Homelab Infrastructure Documentation
Welcome to the comprehensive documentation for my Kubernetes-based homelab infrastructure. This documentation covers everything from initial setup to advanced monitoring and troubleshooting.
🏠 What is this Homelab?
This homelab is built around a 5-node Raspberry Pi 5 cluster running Kubernetes, complete with:
- High-performance hardware: Pi 5s with 16GB RAM and NVMe SSDs
- Enterprise-grade storage: Synology NAS with iSCSI integration
- Professional monitoring: Prometheus, Grafana, and UniFi network monitoring
- GitOps workflow: ArgoCD for declarative application management
- Network infrastructure: UniFi networking with comprehensive monitoring
🎓 Prerequisites & Recommended Skills
Essential Skills
Before diving into this homelab setup, these foundational skills will be invaluable:
🐧 Linux System Administration
- Command line proficiency (bash, file permissions, process management)

**Exercise a**: Report, copied out in full, each line of the rows below that contains the string "carved". Matches must agree in case.

**Data section**:
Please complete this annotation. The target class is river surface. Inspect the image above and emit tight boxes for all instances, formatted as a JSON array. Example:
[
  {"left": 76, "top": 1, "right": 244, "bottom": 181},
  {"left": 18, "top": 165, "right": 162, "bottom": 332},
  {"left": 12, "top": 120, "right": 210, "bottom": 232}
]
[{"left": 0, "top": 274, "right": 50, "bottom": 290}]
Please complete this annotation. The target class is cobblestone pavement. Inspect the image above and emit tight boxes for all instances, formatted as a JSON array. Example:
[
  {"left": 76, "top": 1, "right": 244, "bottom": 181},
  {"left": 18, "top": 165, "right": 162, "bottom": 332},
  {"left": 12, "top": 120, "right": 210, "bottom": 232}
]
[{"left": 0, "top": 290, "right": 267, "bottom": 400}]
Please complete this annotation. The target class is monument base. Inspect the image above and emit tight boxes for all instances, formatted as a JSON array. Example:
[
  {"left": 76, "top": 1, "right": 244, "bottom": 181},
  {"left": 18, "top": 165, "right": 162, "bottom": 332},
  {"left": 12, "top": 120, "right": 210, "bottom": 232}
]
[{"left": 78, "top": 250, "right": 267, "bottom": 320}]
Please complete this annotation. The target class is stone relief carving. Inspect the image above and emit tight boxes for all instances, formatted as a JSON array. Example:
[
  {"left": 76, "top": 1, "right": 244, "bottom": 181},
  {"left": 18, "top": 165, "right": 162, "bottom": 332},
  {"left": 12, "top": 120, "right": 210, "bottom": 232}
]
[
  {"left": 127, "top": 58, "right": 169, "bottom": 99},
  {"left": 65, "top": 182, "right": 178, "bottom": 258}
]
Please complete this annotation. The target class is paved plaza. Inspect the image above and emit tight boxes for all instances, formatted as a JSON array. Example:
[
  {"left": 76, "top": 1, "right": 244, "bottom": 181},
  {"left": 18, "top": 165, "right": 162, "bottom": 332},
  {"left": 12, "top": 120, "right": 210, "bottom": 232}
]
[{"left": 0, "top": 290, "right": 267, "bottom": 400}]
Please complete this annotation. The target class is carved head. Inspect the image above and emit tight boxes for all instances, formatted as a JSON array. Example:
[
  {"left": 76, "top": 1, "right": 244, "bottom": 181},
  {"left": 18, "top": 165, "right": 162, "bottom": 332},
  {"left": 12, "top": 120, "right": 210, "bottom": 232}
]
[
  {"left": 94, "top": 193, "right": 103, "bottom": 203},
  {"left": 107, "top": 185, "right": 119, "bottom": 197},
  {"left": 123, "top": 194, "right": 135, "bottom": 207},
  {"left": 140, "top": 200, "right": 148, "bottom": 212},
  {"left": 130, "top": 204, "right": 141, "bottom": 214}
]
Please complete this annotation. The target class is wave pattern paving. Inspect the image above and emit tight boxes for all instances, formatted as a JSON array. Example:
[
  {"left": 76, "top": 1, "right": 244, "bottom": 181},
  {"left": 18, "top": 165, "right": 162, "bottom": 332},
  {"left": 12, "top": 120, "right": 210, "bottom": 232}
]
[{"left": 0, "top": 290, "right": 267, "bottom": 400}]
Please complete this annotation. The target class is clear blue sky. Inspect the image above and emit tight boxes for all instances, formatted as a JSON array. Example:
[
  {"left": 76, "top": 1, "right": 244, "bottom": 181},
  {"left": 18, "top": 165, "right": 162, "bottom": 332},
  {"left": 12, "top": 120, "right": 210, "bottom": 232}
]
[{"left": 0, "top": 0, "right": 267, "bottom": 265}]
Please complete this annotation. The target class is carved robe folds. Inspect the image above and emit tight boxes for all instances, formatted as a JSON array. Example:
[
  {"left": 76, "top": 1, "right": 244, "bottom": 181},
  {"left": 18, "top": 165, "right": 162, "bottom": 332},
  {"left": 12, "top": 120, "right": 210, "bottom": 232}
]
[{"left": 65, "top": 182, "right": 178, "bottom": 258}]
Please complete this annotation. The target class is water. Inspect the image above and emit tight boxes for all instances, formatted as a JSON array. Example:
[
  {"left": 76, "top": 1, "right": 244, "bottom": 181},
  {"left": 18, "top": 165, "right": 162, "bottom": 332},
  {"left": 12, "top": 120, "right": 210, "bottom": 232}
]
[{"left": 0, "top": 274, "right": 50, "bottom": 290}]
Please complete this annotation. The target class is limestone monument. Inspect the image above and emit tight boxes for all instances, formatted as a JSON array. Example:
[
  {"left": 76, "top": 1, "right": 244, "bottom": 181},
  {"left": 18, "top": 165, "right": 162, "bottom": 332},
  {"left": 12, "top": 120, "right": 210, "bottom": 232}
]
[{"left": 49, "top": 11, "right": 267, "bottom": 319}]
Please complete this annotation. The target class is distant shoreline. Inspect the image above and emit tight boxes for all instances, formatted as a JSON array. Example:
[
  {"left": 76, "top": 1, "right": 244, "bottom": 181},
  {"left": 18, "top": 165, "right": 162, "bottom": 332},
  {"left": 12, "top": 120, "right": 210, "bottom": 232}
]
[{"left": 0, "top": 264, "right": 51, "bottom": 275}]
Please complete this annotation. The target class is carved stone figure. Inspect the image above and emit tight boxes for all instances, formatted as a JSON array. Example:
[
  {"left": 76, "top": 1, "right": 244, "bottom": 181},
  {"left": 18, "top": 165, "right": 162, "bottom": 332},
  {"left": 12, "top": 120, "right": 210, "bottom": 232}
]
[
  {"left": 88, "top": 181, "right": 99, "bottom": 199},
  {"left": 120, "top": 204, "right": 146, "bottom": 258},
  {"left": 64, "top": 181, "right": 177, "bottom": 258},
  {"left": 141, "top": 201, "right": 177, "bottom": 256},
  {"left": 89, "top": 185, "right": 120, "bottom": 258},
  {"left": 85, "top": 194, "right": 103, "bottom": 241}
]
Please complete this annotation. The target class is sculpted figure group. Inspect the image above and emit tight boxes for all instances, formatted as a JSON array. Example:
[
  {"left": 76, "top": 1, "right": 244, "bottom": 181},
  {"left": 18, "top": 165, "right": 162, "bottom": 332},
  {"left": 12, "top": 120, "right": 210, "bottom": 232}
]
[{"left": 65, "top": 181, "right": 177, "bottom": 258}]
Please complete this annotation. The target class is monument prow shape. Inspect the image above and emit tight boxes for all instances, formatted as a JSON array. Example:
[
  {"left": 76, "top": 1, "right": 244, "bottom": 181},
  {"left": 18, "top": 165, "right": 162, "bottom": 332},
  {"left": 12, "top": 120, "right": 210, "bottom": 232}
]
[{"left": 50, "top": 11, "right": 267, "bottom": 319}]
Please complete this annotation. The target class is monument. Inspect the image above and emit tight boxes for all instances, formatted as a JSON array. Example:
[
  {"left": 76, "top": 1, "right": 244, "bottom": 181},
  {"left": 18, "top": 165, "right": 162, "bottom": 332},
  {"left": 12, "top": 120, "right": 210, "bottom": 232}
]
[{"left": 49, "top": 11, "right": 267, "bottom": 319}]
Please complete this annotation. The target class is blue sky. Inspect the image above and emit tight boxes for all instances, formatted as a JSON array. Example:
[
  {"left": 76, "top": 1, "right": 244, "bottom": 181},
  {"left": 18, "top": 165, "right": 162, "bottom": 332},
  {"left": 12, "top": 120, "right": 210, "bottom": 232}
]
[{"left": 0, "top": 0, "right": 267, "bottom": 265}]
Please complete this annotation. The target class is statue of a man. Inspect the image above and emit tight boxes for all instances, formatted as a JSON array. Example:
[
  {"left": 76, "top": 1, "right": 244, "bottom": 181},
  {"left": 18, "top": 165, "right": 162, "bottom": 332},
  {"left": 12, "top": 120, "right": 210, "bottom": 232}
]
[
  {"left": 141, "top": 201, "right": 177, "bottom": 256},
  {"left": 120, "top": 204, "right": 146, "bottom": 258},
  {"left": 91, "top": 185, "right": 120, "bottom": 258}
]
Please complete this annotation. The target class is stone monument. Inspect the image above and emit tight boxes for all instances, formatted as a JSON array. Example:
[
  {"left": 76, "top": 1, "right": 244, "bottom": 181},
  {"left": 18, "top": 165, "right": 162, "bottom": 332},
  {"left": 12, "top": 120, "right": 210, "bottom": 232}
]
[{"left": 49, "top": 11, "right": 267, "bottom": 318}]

**Exercise b**: Rewrite the homelab documentation above from "Homelab Infrastructure Documentation" up to and including "is this Homelab?", substituting "maintenance" for "troubleshooting".

**Written response a**:
Please complete this annotation. The target class is carved head. Inspect the image above and emit tight boxes for all instances, formatted as a JSON array. Example:
Please complete this annotation. The target class is carved robe folds. Inspect the image above and emit tight boxes for all instances, formatted as a JSON array. Example:
Please complete this annotation. The target class is carved stone figure. Inspect the image above and emit tight boxes for all instances, formatted as a JSON array. Example:

**Written response b**:
Homelab Infrastructure Documentation
Welcome to the comprehensive documentation for my Kubernetes-based homelab infrastructure. This documentation covers everything from initial setup to advanced monitoring and maintenance.
🏠 What is this Homelab?